▸ To be done: Format all of the material below as a two-column CSV with the headers "prompt" and "points", one row per request: put each request's text and its answer in separate quoted fields, replacing any line breaks with spaces. Leave the pictures out.

(Collection entries)
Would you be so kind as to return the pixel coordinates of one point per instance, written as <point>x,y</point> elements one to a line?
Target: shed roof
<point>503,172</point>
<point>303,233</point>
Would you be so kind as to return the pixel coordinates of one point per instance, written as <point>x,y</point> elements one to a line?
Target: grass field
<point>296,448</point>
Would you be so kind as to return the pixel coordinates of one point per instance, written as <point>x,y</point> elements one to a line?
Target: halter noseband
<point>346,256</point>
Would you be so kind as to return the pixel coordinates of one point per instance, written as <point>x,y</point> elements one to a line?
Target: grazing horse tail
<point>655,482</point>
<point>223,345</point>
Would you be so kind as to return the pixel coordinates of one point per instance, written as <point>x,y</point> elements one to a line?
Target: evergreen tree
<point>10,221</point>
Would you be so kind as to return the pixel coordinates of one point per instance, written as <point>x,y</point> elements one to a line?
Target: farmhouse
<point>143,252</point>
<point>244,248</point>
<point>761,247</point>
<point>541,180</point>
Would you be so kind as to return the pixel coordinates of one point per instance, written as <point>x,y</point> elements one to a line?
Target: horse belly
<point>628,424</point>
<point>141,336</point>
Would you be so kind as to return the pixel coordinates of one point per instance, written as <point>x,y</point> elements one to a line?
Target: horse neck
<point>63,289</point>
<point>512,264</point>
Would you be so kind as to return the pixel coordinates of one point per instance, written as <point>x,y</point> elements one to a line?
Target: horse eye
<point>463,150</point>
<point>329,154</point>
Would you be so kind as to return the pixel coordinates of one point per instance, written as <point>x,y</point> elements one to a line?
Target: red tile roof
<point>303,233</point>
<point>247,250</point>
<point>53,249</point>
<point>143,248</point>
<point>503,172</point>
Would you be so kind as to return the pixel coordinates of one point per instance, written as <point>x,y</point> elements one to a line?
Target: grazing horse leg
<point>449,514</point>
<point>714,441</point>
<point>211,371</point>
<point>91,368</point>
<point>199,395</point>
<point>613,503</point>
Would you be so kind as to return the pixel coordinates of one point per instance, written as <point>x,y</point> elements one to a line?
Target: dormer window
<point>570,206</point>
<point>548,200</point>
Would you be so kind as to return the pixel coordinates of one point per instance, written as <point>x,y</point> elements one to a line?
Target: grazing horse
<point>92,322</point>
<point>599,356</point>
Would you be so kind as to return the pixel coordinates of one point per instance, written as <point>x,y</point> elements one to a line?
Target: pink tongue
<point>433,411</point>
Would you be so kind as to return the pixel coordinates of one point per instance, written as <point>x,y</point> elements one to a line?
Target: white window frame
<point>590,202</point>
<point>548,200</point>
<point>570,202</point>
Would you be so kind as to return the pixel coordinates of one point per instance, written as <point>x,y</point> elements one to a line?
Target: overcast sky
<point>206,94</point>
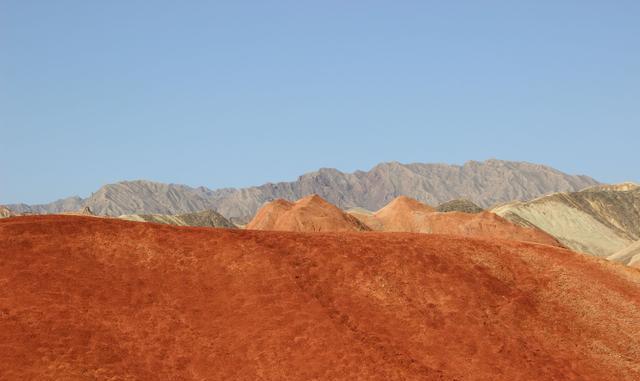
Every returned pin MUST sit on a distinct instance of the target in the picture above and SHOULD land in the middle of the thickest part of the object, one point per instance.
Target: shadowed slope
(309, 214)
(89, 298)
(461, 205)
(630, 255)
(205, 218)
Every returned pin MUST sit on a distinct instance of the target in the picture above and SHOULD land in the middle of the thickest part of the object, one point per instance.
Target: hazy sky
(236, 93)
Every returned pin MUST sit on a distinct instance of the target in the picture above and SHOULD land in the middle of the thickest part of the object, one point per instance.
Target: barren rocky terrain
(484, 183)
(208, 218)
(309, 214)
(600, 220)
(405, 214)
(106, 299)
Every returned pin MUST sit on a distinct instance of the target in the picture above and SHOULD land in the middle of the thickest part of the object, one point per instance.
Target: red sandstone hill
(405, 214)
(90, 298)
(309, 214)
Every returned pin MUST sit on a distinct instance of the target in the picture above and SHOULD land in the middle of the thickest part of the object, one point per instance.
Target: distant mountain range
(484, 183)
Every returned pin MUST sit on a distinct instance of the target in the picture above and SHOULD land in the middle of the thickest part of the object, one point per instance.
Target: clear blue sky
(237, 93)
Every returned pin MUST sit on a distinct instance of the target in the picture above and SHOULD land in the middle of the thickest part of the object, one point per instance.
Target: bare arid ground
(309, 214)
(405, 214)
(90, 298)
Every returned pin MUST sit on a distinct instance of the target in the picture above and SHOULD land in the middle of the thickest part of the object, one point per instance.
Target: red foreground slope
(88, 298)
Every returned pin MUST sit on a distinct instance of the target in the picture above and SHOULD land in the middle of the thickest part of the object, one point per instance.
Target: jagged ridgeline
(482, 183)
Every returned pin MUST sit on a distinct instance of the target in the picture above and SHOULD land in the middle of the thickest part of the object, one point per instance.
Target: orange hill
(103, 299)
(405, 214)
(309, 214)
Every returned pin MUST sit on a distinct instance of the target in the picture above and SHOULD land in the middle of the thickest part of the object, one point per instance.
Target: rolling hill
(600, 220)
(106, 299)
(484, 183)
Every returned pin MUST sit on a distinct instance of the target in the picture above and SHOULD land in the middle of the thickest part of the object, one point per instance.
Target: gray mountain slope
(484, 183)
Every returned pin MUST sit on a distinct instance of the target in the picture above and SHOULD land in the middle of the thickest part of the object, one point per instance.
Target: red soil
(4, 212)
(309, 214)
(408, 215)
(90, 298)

▸ Correct output:
prompt,points
"Would you be so kind as to return the pixel coordinates of one point per instance, written as <point>x,y</point> elements one to a line? Target: shed roof","<point>503,172</point> <point>303,233</point>"
"Would you be so kind as to return the pixel coordinates of one point per instance, written as <point>x,y</point> elements one to a line? Target: grass field","<point>296,448</point>"
"Would you be so kind as to return the pixel coordinates of one point per instance, written as <point>x,y</point> elements one to a line? Target: halter noseband","<point>346,256</point>"
"Would you be so kind as to return the pixel coordinates of one point per instance, written as <point>x,y</point> elements one to a line? Target: grazing horse tail","<point>655,482</point> <point>223,345</point>"
"Would you be so kind as to return the pixel coordinates of one point per instance, written as <point>x,y</point> elements one to a line? Target: evergreen tree","<point>10,221</point>"
"Would you be so kind as to return the pixel coordinates of one point per instance, written as <point>x,y</point> elements one to a line? Target: farmhouse","<point>143,252</point> <point>244,248</point> <point>761,247</point> <point>541,180</point>"
"Would you be so kind as to return the pixel coordinates of one point per instance, written as <point>x,y</point> elements one to a line? Target: horse belly","<point>628,424</point> <point>141,336</point>"
"Would you be so kind as to return the pixel coordinates of one point per instance, written as <point>x,y</point> elements one to a line? Target: horse neck","<point>63,289</point> <point>512,264</point>"
"Would you be so kind as to return the pixel coordinates of one point per instance, written as <point>x,y</point> elements one to a line? Target: horse eye","<point>463,150</point> <point>329,154</point>"
"Would you be so kind as to return the pixel coordinates of one point per instance, written as <point>x,y</point> elements one to a line? Target: red tile roof","<point>303,233</point> <point>247,250</point> <point>53,249</point> <point>143,248</point> <point>503,172</point>"
"Would you be so kind as to return the pixel coordinates of one point per instance, written as <point>x,y</point> elements one to a line? Target: grazing horse leg","<point>449,514</point> <point>714,441</point> <point>211,371</point> <point>91,368</point> <point>199,395</point> <point>613,503</point>"
"Would you be so kind as to return the pixel coordinates of one point per instance, written as <point>x,y</point> elements one to a line? Target: dormer window","<point>570,206</point> <point>548,200</point>"
"Would you be so kind as to return the pixel coordinates of one point per instance, written as <point>x,y</point> elements one to a line? Target: grazing horse","<point>92,322</point> <point>599,356</point>"
"Would you be so kind as to return the pixel coordinates of one point per instance, written as <point>x,y</point> elements one to a line? Target: pink tongue","<point>433,411</point>"
"Would you be so kind as to return the pixel coordinates of one point per instance, written as <point>x,y</point> elements one to a line? Target: white window frame","<point>590,202</point> <point>548,200</point> <point>570,202</point>"
"Would you be so kind as to return the pixel coordinates of one point per instance, written as <point>x,y</point> elements one to a line? Target: overcast sky","<point>206,94</point>"
"Every returned pin MUST sit on a distinct instance of the target in the picture above and SHOULD land in the middle of the thickest part of the object, one point per instance. Target: shadowed slope","(309, 214) (89, 298) (461, 205) (630, 255) (205, 218)"
"Every returned pin MUST sit on a distinct instance of the target in the picture above and SHOULD land in the middle of the thickest part of the object, one point per instance. Target: hazy sky","(236, 93)"
"Every returned pin MUST sit on a distinct instance of the target in the picture above and SHOULD land in the middle of the thickest part of the object, one point per instance. Target: barren rocky terrain","(484, 183) (208, 218) (309, 214) (600, 220) (405, 214) (106, 299)"
"Every returned pin MUST sit on a distinct instance of the target in the picture above and SHOULD land in the middle of the thickest part of the object, one point per instance. Target: red sandstone hill","(405, 214) (90, 298) (309, 214)"
"Every returned pin MUST sit on a distinct instance of the target in the picture above and SHOULD land in the middle of the thickest part of the object, one point per instance. Target: distant mountain range","(484, 183)"
"Every returned pin MUST sit on a distinct instance of the target in the picture above and SHOULD land in the middle of the thickest part of the object, one point per instance. Target: clear blue sky","(237, 93)"
"Every returned pin MUST sit on a distinct instance of the target in the picture above and SHOULD land in the middle of the thickest part of the object, one point per instance. Target: bare arid ground","(309, 214) (405, 214) (90, 298)"
"Every returned pin MUST sit on a distinct instance of the target in the picture above and SHOULD land in the middle of the thickest part of the object, one point per instance. Target: red foreground slope","(88, 298)"
"Every returned pin MUST sit on a distinct instance of the target in the picture above and SHOULD land in the middle of the thickest part of the object, one point per instance. Target: jagged ridgeline","(482, 183)"
"Every returned pin MUST sit on a distinct instance of the target in the picture above and SHOULD land in the middle of the thickest part of the object, one point per instance. Target: orange hill","(103, 299) (405, 214) (309, 214)"
"Every returned pin MUST sit on a distinct instance of the target in the picture above and SHOULD land in the middle of the thickest part of the object, one point per instance. Target: rolling hill","(600, 220) (106, 299) (484, 183)"
"Every returned pin MUST sit on a distinct instance of the target in the picture above and SHOULD land in the middle of the thickest part of the object, one point per instance. Target: gray mountain slope","(484, 183)"
"Every returned pin MUST sit on a distinct instance of the target in the picture above and SHOULD land in the middle of the thickest part of the object, one point per instance. Target: red soil","(4, 212) (309, 214) (408, 215) (90, 298)"